● Goal of the exercise: Among the entries below, find the line with "In the photo above, where can the man's", then quote it and each following line up to and including the line with "In the photo above, where can the stethoscope", and nothing else.

● Material for this task:
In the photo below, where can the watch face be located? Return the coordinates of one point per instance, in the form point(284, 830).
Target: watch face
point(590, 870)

--

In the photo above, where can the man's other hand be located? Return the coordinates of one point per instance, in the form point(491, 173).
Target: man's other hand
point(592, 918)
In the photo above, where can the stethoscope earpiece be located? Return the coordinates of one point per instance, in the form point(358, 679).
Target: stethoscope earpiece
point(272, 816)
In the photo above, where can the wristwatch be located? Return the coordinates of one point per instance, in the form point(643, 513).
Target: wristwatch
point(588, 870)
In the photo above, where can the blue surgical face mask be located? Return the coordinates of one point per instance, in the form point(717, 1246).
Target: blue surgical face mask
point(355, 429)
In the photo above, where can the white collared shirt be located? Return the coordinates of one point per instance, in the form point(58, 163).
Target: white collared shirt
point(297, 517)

● Task result:
In the photo above, where can the man's other hand be located? Return the coordinates of one point per instance, in the form point(491, 173).
Target: man's other hand
point(592, 918)
In the photo above, where can the stethoscope earpiece be located? Return the coordinates of one point per instance, in the form point(358, 679).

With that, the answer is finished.